» **WRITTEN EXERCISE 1**
According to the patch email, which function now generates the CPU device tree entries?
#### DOCUMENT PASSAGE ####
Bharata B Rao March 23, 2015, 1:35 p.m. UTC
Reorganize CPU device tree generation code so that it be reused from
hotplug path. CPU dt entries are now generated from spapr_finalize_fdt()
instead of spapr_create_fdt_skel().

Signed-off-by: Bharata B Rao <bharata@linux.vnet.ibm.com>
---
 hw/ppc/spapr.c | 288 ++++++++++++++++++++++++++++++---------------------------
 1 file changed, 154 insertions(+), 134 deletions(-)

Comments

David Gibson March 25, 2015, 1:36 a.m. UTC | #1
On Mon, Mar 23, 2015 at 07:05:46PM +0530, Bharata B Rao wrote:
> Reorganize CPU device tree generation code so that it be reused from
> hotplug path. CPU dt entries are now generated from spapr_finalize_fdt()
> instead of spapr_create_fdt_skel().
> 
> Signed-off-by: Bharata B Rao <bharata@linux.vnet.ibm.com>
> ---
>  hw/ppc/spapr.c | 288 ++++++++++++++++++++++++++++++---------------------------
>  1 file changed, 154 insertions(+), 134 deletions(-)
> 
> diff --git a/hw/ppc/spapr.c b/hw/ppc/spapr.c
> index 36ff754..1a25cc0 100644
> --- a/hw/ppc/spapr.c
> +++ b/hw/ppc/spapr.c
> @@ -206,24 +206,50 @@ static int spapr_fixup_cpu_smt_dt(void *fdt, int offset, PowerPCCPU *cpu,
>      return ret;
>  }
>  
> +static int spapr_fixup_cpu_numa_smt_dt(void *fdt, int offset, CPUState *cs,
> +                                        sPAPREnvironment *spapr)
####
» **WRITTEN EXERCISE 2**
Which lines in the entries contain the string "rear"? Copy each one, matching case exactly.
#### TASK INPUTS ####
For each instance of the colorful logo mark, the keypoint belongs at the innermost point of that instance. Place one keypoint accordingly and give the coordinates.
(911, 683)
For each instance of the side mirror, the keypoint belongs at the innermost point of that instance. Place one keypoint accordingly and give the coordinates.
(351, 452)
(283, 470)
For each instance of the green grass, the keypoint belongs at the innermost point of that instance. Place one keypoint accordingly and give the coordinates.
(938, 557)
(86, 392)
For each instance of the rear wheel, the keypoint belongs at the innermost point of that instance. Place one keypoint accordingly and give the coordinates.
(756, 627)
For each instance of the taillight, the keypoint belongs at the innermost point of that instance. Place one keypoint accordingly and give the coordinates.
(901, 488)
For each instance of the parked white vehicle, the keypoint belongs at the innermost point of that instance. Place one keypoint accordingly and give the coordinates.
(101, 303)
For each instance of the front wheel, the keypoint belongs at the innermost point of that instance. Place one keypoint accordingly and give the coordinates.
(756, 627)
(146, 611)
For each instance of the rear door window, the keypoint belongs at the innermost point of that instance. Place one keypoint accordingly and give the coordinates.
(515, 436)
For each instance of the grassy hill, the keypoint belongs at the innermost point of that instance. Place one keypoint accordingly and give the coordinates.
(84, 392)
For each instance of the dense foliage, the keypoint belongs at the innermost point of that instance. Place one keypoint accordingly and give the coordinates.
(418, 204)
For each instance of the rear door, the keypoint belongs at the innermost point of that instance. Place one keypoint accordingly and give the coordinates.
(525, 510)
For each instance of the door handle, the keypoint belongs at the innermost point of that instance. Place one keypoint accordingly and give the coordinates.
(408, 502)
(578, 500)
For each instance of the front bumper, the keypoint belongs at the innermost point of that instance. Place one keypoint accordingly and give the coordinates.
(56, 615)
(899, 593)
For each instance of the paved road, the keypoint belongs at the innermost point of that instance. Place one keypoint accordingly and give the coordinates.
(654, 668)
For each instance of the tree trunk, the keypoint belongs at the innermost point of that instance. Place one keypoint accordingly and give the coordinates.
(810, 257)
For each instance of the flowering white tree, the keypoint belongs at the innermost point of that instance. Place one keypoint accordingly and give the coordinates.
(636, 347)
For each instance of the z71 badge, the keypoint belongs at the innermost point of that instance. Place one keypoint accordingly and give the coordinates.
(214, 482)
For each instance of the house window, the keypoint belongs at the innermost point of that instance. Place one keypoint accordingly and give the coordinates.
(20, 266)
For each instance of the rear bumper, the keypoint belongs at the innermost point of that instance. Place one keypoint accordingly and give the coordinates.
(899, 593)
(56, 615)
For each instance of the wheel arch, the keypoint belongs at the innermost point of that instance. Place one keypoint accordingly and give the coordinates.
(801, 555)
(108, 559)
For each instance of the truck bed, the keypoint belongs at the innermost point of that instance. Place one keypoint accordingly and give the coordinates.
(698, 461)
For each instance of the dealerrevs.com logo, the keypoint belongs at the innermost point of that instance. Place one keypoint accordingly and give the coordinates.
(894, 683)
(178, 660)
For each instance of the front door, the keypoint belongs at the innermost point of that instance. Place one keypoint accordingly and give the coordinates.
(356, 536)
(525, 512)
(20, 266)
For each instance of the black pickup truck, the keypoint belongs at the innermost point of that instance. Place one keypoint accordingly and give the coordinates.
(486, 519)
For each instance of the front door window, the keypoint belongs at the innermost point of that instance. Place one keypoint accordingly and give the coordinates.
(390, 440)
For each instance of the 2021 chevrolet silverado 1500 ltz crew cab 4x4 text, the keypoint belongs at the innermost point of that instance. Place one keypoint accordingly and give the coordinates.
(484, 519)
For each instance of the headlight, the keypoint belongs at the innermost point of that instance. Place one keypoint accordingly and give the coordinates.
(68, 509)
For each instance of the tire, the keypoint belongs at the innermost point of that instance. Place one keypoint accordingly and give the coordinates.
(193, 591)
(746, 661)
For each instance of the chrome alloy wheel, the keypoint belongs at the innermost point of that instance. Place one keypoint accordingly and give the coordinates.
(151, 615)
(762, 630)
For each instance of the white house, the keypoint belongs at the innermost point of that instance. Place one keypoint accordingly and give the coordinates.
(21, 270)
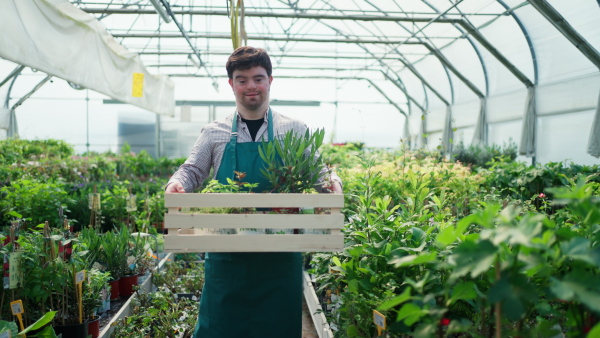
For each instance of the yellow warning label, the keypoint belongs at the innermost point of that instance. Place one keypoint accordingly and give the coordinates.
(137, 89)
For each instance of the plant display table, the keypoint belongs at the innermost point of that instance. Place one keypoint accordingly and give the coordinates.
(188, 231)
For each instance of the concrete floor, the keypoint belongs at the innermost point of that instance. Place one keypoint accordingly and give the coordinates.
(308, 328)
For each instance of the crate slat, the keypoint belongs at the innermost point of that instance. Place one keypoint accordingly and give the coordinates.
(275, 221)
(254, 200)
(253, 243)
####
#### TASK INPUTS ####
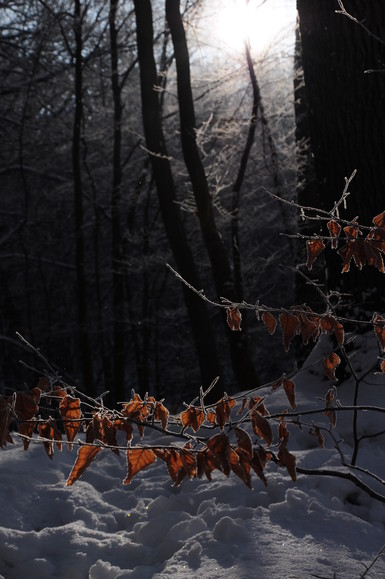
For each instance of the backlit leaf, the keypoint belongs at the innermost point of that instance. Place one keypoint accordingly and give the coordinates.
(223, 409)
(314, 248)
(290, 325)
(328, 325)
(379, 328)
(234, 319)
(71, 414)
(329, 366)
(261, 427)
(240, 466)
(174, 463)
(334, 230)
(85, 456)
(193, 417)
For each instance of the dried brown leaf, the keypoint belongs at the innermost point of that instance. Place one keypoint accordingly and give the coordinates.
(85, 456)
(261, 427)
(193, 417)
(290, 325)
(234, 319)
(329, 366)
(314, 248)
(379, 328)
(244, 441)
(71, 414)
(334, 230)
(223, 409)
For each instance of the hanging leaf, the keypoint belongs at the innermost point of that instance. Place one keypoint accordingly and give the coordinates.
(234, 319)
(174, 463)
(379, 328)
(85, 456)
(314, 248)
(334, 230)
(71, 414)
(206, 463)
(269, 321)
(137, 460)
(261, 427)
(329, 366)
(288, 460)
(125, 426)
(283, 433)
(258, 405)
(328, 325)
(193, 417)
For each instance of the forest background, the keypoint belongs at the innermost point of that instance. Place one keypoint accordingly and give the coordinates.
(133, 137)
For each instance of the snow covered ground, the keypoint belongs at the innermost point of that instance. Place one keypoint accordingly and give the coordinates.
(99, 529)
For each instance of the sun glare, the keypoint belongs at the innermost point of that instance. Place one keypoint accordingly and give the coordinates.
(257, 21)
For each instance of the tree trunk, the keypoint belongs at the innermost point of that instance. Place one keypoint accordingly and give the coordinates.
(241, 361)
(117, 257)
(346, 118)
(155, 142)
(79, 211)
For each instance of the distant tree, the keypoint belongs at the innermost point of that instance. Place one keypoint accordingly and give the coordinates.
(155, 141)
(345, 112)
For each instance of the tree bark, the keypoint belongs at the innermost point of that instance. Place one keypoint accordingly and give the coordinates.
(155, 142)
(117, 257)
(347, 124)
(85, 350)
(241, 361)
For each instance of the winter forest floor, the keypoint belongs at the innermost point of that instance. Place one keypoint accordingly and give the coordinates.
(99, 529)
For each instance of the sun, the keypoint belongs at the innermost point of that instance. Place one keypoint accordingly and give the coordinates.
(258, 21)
####
» **CORRECT RESPONSE 1**
spapr_finalize_fdt()

» **CORRECT RESPONSE 2**
For each instance of the rear wheel, the keypoint belongs at the innermost point of that instance. Place one keypoint accordingly and give the coordinates.
For each instance of the rear door window, the keypoint belongs at the innermost point of that instance. Place one keypoint accordingly and give the coordinates.
For each instance of the rear door, the keypoint belongs at the innermost point of that instance. Place one keypoint accordingly and give the coordinates.
For each instance of the rear bumper, the keypoint belongs at the innermost point of that instance. Place one keypoint accordingly and give the coordinates.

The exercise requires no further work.